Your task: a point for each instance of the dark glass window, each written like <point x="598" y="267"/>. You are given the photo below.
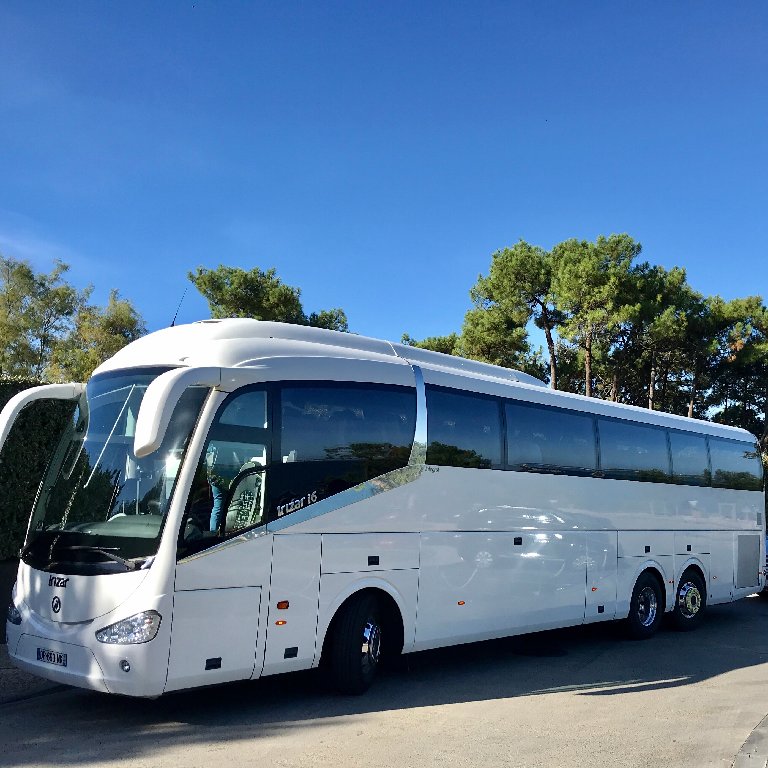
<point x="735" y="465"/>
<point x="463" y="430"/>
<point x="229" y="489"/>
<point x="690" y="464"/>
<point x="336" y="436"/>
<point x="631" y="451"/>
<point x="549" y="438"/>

==

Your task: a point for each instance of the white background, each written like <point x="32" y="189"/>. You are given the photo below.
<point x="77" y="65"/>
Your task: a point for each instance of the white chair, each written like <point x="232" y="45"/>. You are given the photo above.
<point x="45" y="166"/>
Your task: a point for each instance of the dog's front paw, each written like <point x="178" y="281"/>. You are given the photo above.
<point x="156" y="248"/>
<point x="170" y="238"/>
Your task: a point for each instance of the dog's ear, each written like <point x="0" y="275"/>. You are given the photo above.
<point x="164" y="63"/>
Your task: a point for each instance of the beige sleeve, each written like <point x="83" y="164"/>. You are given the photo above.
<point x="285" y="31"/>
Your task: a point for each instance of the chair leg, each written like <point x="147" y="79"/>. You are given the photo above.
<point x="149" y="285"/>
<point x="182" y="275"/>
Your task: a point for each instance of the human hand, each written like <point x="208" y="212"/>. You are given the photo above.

EXERCISE INSTRUCTIONS:
From the records above, print only the lines between the one holding "Your task: a point for each instance of the chair" and the one holding "Your task: a point for each instance of the human", inclusive, exactly as they stand.

EXPECTED ANSWER:
Your task: a point for each instance of the chair leg, each written like <point x="147" y="79"/>. You are given the photo above.
<point x="149" y="285"/>
<point x="182" y="275"/>
Your task: a point for each instance of the human hand, each written like <point x="208" y="212"/>. You are given the photo above.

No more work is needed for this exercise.